=== Problem requirements ===
Output the line that contains "banner with text." and every line after it to the end of the entries, with nothing added or left out.

=== Material for this task ===
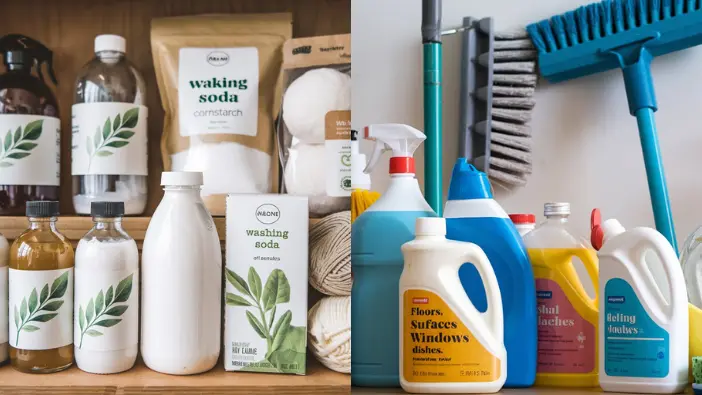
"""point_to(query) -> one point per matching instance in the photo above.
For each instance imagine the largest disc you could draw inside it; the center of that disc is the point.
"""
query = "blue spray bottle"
(472, 215)
(376, 258)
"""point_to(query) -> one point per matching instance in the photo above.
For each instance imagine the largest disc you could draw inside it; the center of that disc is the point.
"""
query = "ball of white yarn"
(329, 332)
(305, 175)
(330, 254)
(305, 170)
(310, 97)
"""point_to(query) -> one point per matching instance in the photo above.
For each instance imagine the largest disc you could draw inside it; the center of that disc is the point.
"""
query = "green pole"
(433, 191)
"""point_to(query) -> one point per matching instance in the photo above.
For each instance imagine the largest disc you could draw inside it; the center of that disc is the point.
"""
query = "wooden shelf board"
(142, 380)
(504, 391)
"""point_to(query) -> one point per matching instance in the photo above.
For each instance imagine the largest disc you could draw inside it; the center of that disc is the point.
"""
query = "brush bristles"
(603, 19)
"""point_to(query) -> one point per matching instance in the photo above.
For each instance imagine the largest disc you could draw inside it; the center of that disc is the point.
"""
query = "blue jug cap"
(467, 182)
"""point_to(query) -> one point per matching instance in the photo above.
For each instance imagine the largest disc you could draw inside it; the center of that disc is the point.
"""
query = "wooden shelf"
(141, 380)
(506, 391)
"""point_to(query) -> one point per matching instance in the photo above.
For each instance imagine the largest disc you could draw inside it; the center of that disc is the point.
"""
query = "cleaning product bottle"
(566, 313)
(29, 126)
(524, 223)
(691, 262)
(448, 346)
(473, 215)
(643, 343)
(376, 259)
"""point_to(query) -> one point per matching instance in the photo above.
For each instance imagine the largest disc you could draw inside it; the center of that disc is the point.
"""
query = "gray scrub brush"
(498, 80)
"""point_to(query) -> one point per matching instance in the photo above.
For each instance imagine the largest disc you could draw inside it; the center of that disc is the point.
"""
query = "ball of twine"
(330, 254)
(329, 332)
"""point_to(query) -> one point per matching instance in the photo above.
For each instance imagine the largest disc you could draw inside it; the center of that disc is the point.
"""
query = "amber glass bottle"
(41, 294)
(29, 126)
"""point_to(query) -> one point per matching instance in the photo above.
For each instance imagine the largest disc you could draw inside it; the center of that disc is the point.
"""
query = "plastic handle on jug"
(655, 242)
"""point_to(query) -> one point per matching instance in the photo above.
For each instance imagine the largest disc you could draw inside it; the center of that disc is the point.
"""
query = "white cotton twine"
(329, 332)
(330, 254)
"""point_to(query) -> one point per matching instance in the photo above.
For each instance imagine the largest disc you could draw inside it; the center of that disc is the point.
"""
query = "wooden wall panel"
(68, 27)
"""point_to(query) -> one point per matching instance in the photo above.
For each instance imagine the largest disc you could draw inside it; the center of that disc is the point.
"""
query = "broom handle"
(656, 176)
(636, 67)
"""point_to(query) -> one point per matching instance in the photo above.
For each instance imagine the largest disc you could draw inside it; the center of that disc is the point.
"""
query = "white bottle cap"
(181, 178)
(611, 228)
(430, 226)
(110, 42)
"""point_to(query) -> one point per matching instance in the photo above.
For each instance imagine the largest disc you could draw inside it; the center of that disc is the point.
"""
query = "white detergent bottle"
(643, 339)
(446, 345)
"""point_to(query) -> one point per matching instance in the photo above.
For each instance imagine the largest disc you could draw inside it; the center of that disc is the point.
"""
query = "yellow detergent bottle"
(567, 323)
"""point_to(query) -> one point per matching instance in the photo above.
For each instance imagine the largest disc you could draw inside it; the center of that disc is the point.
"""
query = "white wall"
(586, 145)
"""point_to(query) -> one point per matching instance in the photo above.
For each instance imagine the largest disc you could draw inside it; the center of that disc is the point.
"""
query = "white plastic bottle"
(643, 337)
(181, 281)
(446, 344)
(106, 319)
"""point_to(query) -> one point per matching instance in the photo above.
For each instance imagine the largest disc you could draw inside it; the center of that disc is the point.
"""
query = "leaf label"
(106, 304)
(41, 306)
(29, 149)
(5, 313)
(109, 138)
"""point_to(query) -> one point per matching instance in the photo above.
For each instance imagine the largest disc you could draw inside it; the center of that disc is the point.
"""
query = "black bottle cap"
(107, 209)
(42, 208)
(33, 53)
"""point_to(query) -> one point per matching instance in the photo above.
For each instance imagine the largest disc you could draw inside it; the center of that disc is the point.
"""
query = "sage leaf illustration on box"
(114, 134)
(40, 307)
(286, 343)
(104, 309)
(19, 145)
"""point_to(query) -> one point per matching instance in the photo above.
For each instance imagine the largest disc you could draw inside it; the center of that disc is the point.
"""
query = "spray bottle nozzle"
(401, 139)
(36, 53)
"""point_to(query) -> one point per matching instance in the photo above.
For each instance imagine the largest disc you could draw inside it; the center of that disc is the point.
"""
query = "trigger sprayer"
(20, 49)
(399, 138)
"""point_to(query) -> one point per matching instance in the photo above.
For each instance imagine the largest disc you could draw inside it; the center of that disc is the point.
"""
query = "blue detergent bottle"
(377, 261)
(472, 215)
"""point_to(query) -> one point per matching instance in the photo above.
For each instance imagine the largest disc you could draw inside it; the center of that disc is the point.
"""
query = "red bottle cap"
(401, 164)
(596, 232)
(523, 218)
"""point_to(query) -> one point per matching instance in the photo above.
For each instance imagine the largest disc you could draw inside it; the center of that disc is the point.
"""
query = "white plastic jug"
(446, 344)
(643, 338)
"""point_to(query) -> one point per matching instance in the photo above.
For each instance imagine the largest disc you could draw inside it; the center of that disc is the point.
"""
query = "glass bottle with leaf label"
(109, 149)
(41, 294)
(29, 126)
(105, 330)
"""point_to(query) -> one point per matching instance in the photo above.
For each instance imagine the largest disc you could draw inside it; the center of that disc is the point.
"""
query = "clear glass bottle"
(181, 281)
(41, 294)
(105, 330)
(109, 121)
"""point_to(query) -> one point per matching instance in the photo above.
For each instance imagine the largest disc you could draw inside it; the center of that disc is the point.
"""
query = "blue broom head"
(610, 34)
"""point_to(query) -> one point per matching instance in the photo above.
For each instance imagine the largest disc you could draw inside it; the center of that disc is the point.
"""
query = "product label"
(635, 346)
(41, 308)
(566, 340)
(266, 284)
(337, 146)
(3, 305)
(30, 150)
(106, 309)
(218, 91)
(109, 138)
(437, 347)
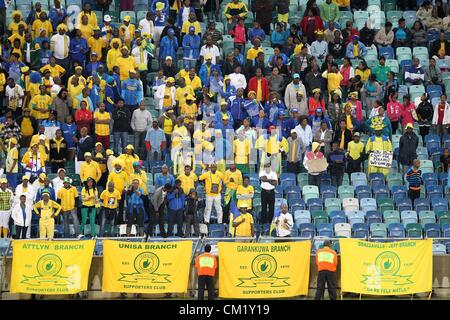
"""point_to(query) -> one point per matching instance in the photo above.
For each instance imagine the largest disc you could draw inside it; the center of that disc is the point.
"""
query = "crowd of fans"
(202, 106)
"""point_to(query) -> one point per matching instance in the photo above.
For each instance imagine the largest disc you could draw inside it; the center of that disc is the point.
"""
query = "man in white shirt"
(59, 44)
(304, 132)
(14, 94)
(146, 25)
(141, 121)
(210, 48)
(319, 48)
(269, 180)
(284, 222)
(237, 79)
(290, 96)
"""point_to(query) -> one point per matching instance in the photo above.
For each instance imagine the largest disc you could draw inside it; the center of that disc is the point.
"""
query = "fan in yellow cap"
(128, 158)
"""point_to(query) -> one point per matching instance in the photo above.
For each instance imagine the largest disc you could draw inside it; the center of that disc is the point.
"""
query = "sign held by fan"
(381, 159)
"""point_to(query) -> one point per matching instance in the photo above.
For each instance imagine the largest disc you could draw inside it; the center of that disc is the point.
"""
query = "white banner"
(382, 159)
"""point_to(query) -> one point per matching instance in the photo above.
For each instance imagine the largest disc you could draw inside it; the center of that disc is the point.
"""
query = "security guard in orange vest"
(206, 265)
(326, 261)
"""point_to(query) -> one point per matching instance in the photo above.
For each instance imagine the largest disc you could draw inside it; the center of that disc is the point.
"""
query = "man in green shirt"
(381, 71)
(329, 11)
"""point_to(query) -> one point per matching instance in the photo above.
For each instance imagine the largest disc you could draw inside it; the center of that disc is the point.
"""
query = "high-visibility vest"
(326, 259)
(206, 265)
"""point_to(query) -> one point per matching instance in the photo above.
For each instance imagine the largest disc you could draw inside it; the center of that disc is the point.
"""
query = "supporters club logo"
(145, 264)
(387, 270)
(264, 268)
(48, 268)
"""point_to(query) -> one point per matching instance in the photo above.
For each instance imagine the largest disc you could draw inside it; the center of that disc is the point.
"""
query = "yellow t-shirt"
(47, 210)
(110, 199)
(179, 94)
(245, 228)
(187, 182)
(120, 180)
(241, 190)
(26, 127)
(100, 128)
(55, 71)
(233, 179)
(89, 199)
(195, 83)
(188, 24)
(42, 102)
(87, 31)
(90, 170)
(13, 154)
(355, 149)
(67, 197)
(252, 53)
(142, 177)
(38, 25)
(96, 45)
(167, 102)
(125, 65)
(241, 151)
(210, 179)
(190, 111)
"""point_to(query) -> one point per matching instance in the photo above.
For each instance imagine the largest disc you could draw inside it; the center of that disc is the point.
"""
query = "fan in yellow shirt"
(127, 30)
(128, 158)
(91, 15)
(56, 71)
(125, 63)
(245, 193)
(113, 53)
(42, 24)
(189, 110)
(40, 104)
(90, 169)
(13, 27)
(193, 80)
(86, 29)
(96, 43)
(188, 179)
(118, 176)
(182, 92)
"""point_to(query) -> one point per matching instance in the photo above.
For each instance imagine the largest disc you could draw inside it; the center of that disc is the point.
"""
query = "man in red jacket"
(260, 86)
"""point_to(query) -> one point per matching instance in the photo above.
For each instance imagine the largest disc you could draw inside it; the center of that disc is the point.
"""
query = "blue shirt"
(162, 180)
(135, 200)
(69, 131)
(132, 92)
(176, 201)
(155, 137)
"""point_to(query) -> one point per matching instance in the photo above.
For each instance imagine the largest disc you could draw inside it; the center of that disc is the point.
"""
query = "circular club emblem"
(387, 263)
(264, 266)
(146, 262)
(49, 265)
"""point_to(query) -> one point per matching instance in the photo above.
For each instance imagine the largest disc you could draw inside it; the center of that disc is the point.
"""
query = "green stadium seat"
(132, 15)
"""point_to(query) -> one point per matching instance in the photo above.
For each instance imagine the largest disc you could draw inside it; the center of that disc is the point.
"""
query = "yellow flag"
(250, 270)
(51, 267)
(393, 268)
(146, 267)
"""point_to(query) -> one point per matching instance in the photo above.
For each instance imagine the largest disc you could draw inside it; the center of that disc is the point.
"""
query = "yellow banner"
(51, 267)
(392, 268)
(146, 267)
(275, 270)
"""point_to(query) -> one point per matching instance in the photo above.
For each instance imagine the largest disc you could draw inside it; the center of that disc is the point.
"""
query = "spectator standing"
(269, 180)
(141, 122)
(415, 180)
(407, 147)
(206, 265)
(326, 261)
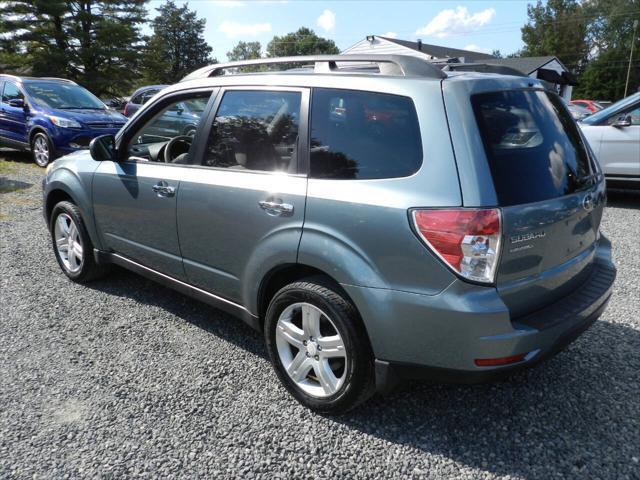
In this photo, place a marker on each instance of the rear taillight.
(467, 240)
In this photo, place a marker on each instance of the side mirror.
(17, 103)
(103, 148)
(622, 121)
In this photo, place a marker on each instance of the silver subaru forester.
(377, 217)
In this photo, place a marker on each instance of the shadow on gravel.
(16, 156)
(623, 198)
(123, 283)
(570, 415)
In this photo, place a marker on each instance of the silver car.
(376, 217)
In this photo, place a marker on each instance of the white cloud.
(454, 22)
(234, 29)
(327, 20)
(229, 3)
(475, 48)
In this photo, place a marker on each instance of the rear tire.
(318, 347)
(72, 246)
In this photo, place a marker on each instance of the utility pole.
(633, 41)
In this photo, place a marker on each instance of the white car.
(614, 136)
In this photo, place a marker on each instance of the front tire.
(318, 347)
(42, 149)
(72, 245)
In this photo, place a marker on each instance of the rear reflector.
(467, 240)
(493, 362)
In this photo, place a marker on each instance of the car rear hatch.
(550, 194)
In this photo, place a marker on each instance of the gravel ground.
(124, 377)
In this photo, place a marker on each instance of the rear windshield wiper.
(81, 108)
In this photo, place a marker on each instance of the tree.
(245, 51)
(303, 42)
(610, 37)
(94, 42)
(177, 46)
(559, 28)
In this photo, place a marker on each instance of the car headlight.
(64, 122)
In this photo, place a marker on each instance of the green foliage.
(245, 51)
(557, 27)
(605, 77)
(610, 38)
(303, 42)
(592, 38)
(94, 42)
(177, 46)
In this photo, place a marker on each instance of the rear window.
(534, 149)
(363, 135)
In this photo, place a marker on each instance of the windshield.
(62, 96)
(604, 114)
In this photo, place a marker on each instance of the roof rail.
(481, 68)
(9, 75)
(399, 65)
(58, 79)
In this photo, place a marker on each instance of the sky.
(474, 25)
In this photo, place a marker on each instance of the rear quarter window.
(533, 146)
(363, 135)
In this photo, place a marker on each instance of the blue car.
(51, 116)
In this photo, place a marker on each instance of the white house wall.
(380, 46)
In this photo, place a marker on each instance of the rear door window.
(533, 146)
(255, 130)
(363, 135)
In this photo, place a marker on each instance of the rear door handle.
(276, 208)
(163, 189)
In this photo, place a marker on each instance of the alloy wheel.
(311, 350)
(41, 150)
(68, 243)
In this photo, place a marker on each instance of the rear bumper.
(440, 337)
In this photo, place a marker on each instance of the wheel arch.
(65, 185)
(54, 197)
(38, 129)
(283, 275)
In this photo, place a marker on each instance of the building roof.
(526, 65)
(441, 52)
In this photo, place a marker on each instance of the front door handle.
(276, 207)
(163, 189)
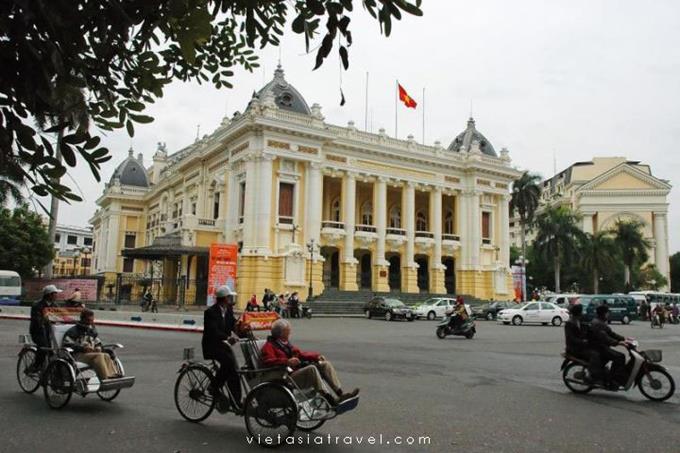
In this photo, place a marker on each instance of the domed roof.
(469, 135)
(285, 95)
(131, 172)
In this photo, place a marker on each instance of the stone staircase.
(336, 302)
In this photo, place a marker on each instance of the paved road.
(500, 391)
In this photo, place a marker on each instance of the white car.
(435, 307)
(534, 313)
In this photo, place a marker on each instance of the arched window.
(335, 210)
(448, 222)
(367, 213)
(421, 221)
(395, 217)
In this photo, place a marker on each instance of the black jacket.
(216, 329)
(576, 336)
(81, 335)
(602, 336)
(39, 328)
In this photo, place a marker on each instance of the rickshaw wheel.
(193, 399)
(29, 383)
(59, 384)
(271, 412)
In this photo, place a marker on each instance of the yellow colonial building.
(376, 213)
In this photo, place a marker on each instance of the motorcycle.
(642, 369)
(467, 329)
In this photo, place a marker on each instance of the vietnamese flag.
(405, 98)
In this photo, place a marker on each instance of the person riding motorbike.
(577, 345)
(459, 315)
(602, 338)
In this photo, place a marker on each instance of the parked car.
(622, 308)
(534, 313)
(434, 307)
(388, 308)
(490, 311)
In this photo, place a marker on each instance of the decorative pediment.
(625, 177)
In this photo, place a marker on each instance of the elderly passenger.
(310, 369)
(87, 346)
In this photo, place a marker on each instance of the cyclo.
(61, 375)
(274, 405)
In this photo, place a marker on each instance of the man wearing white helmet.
(219, 326)
(40, 327)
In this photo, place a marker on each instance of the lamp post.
(310, 247)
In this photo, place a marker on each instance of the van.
(622, 308)
(10, 288)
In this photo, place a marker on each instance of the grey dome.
(131, 172)
(469, 135)
(285, 95)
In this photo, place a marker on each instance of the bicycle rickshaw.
(274, 405)
(61, 374)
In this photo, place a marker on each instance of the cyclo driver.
(219, 327)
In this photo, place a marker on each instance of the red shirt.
(274, 354)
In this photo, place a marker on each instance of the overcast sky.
(570, 79)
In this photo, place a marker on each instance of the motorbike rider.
(602, 338)
(459, 315)
(577, 345)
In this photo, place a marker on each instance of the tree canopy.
(25, 246)
(80, 67)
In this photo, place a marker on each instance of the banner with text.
(222, 268)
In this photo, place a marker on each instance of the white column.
(314, 198)
(436, 227)
(408, 213)
(112, 242)
(250, 206)
(263, 216)
(504, 230)
(349, 205)
(475, 229)
(660, 236)
(380, 213)
(588, 222)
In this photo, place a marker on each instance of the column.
(250, 207)
(263, 217)
(409, 271)
(588, 222)
(661, 239)
(380, 265)
(348, 279)
(436, 268)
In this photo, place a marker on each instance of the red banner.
(222, 268)
(259, 320)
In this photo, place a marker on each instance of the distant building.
(73, 251)
(607, 189)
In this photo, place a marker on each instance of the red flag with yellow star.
(405, 98)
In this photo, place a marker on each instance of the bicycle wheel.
(29, 380)
(271, 413)
(59, 384)
(192, 393)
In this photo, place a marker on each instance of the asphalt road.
(501, 391)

=== Result ===
In this photo, place a marker on each instance of the banner with text.
(222, 268)
In this photo, place a marker on each instance of the white column.
(314, 198)
(436, 227)
(408, 213)
(112, 242)
(250, 206)
(263, 216)
(504, 230)
(349, 205)
(475, 229)
(660, 236)
(380, 213)
(588, 222)
In this photo, place a marker on each instance of the column.
(250, 207)
(263, 217)
(409, 271)
(588, 222)
(661, 239)
(380, 265)
(348, 279)
(436, 268)
In this photo, place a marker on each instance of the red banner.
(222, 268)
(259, 320)
In this photo, place a marker on each instance of the distant building.
(73, 251)
(607, 189)
In this photo, place a marker on each instance of the red flag with yellow star.
(405, 98)
In this photo, place a marker on each instance of the bicycle wheel.
(29, 380)
(271, 413)
(59, 384)
(192, 393)
In this photo, place a marker on each instance of the asphalt road.
(501, 391)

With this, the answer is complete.